* The data:
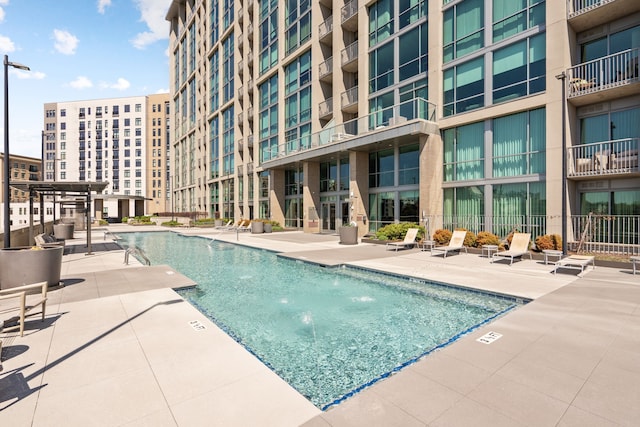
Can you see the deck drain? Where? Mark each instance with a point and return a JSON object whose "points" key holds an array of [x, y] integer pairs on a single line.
{"points": [[489, 337], [197, 325]]}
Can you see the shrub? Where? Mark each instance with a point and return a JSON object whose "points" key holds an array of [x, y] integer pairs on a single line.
{"points": [[398, 231], [486, 238], [442, 236], [549, 241], [469, 238]]}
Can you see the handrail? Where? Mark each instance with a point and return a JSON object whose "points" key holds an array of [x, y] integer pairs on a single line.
{"points": [[135, 251]]}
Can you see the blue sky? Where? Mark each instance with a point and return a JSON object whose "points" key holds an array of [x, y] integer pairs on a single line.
{"points": [[76, 50]]}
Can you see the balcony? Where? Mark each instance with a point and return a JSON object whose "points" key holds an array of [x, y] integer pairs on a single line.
{"points": [[349, 100], [349, 57], [604, 159], [585, 14], [415, 112], [325, 108], [325, 31], [603, 79], [325, 70], [349, 14]]}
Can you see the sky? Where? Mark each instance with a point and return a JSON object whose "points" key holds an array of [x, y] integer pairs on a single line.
{"points": [[78, 50]]}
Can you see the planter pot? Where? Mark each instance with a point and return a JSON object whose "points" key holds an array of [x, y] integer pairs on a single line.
{"points": [[257, 227], [348, 235], [63, 231], [23, 266]]}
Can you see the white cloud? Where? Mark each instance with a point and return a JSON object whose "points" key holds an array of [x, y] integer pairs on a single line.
{"points": [[81, 82], [102, 5], [153, 15], [6, 45], [66, 43], [120, 84]]}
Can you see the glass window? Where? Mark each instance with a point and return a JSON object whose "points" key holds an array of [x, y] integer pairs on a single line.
{"points": [[381, 67], [413, 55], [463, 28], [511, 17], [464, 87], [519, 144], [464, 152], [380, 21], [519, 69]]}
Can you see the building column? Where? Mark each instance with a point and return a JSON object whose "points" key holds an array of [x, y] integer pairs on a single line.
{"points": [[359, 190], [311, 197]]}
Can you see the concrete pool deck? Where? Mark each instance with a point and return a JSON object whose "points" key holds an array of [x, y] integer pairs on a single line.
{"points": [[119, 347]]}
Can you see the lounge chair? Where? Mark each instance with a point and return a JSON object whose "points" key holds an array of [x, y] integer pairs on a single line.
{"points": [[245, 225], [455, 244], [519, 246], [24, 306], [576, 262], [409, 240]]}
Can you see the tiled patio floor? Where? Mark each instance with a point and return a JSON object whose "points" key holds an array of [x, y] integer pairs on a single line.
{"points": [[118, 348]]}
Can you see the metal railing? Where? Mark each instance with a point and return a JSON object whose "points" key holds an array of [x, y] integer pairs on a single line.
{"points": [[614, 234], [607, 72], [417, 108], [604, 158], [349, 9], [578, 7], [325, 27], [350, 53]]}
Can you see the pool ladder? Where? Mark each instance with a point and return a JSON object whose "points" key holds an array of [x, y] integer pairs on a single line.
{"points": [[135, 251]]}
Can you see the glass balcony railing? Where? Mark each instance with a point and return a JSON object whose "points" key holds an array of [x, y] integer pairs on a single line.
{"points": [[418, 108]]}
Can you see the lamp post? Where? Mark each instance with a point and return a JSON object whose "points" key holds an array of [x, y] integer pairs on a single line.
{"points": [[7, 195], [562, 77]]}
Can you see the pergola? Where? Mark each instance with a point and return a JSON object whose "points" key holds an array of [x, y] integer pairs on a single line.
{"points": [[59, 189]]}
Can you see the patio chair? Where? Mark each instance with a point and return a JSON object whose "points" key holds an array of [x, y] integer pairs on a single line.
{"points": [[24, 307], [519, 246], [409, 240], [576, 262], [455, 244]]}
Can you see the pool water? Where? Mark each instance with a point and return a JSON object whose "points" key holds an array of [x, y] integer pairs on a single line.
{"points": [[328, 332]]}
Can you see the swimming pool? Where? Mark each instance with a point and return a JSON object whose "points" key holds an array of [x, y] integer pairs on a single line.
{"points": [[328, 332]]}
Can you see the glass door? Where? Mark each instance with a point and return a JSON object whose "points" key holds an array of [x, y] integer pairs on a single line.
{"points": [[328, 216]]}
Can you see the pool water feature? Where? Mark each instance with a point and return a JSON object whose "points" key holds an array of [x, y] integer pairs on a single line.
{"points": [[328, 332]]}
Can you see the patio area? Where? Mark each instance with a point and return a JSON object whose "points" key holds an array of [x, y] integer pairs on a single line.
{"points": [[120, 347]]}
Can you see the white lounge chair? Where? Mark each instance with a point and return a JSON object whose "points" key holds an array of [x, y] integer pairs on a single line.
{"points": [[455, 244], [24, 306], [576, 262], [409, 240], [519, 246]]}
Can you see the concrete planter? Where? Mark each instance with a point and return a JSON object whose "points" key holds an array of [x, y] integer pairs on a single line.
{"points": [[257, 227], [348, 235], [63, 231], [23, 266]]}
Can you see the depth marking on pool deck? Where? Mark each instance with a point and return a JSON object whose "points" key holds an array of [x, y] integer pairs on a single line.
{"points": [[197, 326], [489, 337]]}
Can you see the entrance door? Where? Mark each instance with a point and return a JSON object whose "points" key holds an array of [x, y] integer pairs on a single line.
{"points": [[328, 214]]}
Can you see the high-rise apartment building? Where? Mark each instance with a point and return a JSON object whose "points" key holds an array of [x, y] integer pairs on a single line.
{"points": [[122, 141], [21, 169], [319, 113]]}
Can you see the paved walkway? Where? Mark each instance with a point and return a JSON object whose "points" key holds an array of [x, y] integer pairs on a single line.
{"points": [[119, 347]]}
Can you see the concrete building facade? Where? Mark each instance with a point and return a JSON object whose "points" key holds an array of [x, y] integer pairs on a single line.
{"points": [[121, 141], [447, 112]]}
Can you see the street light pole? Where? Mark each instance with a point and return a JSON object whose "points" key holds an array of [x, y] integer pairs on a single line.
{"points": [[7, 195], [562, 77]]}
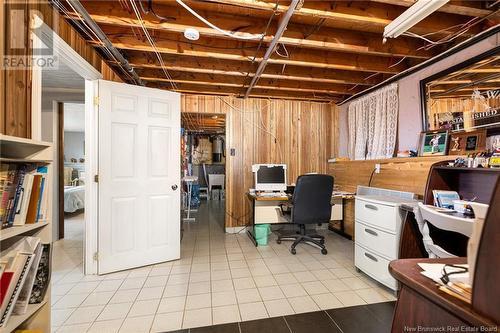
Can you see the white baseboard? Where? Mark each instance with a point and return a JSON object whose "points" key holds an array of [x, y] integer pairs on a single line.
{"points": [[235, 230]]}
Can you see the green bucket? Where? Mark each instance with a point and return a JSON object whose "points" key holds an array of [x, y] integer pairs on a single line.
{"points": [[262, 232]]}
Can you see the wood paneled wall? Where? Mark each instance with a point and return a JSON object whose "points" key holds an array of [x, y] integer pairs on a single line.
{"points": [[402, 174], [15, 97], [302, 135]]}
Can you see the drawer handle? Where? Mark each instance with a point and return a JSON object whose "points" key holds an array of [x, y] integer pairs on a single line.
{"points": [[372, 207]]}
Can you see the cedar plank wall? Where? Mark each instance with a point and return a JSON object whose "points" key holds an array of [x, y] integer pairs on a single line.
{"points": [[402, 174], [15, 108], [306, 133]]}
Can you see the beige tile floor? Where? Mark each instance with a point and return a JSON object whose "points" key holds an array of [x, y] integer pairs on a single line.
{"points": [[220, 278]]}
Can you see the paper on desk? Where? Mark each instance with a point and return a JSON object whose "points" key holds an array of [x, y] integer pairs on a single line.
{"points": [[435, 272]]}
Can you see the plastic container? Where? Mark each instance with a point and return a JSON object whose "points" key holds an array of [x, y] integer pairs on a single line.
{"points": [[261, 233]]}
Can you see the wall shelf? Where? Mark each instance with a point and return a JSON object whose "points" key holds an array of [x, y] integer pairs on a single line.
{"points": [[19, 230], [17, 320], [36, 153]]}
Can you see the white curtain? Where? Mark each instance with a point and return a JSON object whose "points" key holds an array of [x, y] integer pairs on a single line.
{"points": [[373, 121]]}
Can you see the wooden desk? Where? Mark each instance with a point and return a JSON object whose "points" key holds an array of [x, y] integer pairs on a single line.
{"points": [[421, 304]]}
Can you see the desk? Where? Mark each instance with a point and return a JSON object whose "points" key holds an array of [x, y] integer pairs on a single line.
{"points": [[267, 210], [421, 304]]}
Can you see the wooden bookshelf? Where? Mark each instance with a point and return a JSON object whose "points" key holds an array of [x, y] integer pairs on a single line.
{"points": [[37, 153]]}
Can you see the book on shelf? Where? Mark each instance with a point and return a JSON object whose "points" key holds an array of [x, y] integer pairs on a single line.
{"points": [[26, 277], [42, 278], [25, 192], [8, 174], [18, 264], [444, 199]]}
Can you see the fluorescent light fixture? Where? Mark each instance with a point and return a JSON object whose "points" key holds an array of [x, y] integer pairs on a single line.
{"points": [[416, 13]]}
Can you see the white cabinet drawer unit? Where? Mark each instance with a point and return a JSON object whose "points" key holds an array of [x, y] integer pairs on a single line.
{"points": [[377, 231]]}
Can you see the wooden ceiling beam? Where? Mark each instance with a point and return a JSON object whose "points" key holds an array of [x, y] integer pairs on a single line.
{"points": [[234, 91], [230, 50], [327, 39], [472, 8], [140, 60], [352, 15], [226, 81]]}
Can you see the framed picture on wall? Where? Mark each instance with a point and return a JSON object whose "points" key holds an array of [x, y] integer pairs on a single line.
{"points": [[434, 143], [463, 143]]}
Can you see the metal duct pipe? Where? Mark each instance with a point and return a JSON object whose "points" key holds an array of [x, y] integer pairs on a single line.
{"points": [[107, 43], [281, 29]]}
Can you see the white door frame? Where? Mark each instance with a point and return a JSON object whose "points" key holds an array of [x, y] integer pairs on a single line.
{"points": [[76, 62]]}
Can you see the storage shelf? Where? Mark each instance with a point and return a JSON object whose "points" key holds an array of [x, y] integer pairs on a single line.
{"points": [[443, 167], [21, 229], [16, 320], [21, 148], [22, 160]]}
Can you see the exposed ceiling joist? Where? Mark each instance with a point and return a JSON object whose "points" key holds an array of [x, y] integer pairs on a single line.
{"points": [[237, 68], [472, 8], [330, 50], [264, 83], [229, 50], [328, 39], [257, 92], [355, 15]]}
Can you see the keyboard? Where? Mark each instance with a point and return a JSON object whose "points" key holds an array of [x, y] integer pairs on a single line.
{"points": [[272, 194]]}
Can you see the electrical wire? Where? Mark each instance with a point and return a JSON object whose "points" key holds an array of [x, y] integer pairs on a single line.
{"points": [[400, 61], [153, 45], [260, 42], [213, 26], [371, 177], [89, 32], [286, 55], [152, 11]]}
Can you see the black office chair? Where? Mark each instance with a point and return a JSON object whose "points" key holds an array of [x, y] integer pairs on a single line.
{"points": [[310, 204]]}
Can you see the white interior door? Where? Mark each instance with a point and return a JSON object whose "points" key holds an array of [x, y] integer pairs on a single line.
{"points": [[139, 176]]}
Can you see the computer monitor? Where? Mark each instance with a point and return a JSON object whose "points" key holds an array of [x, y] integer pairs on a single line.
{"points": [[270, 177]]}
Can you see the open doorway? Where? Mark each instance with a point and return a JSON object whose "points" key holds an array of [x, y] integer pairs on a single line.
{"points": [[63, 123], [203, 156]]}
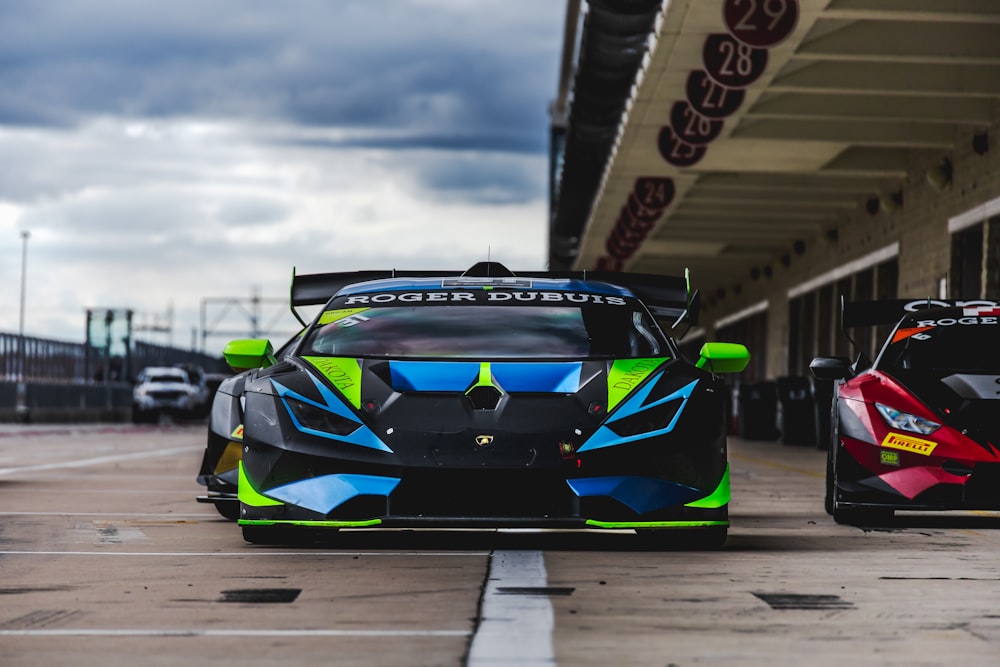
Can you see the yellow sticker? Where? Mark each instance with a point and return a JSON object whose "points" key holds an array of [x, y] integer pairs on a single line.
{"points": [[340, 314], [908, 443]]}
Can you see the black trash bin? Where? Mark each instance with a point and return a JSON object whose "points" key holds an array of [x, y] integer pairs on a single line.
{"points": [[758, 402], [798, 410]]}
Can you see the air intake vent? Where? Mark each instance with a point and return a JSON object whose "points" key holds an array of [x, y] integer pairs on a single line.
{"points": [[484, 398]]}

* Task objective: The reply must hold exactly the lines from the one containing "Can you see the black trash" to the last line of the entries, and nothing more.

* Problem solution:
Can you see the black trash bin? Where? Mark each instance with a point and return a JSON object whose "points" key holds an array of [x, y] integer pairs on a single line.
{"points": [[758, 402], [798, 410]]}
Can you see the air intake vent? Where? Mark each instance with a point and return a JSON object whose "points" key holds an array of [x, y] integer pairs on a single line.
{"points": [[484, 398]]}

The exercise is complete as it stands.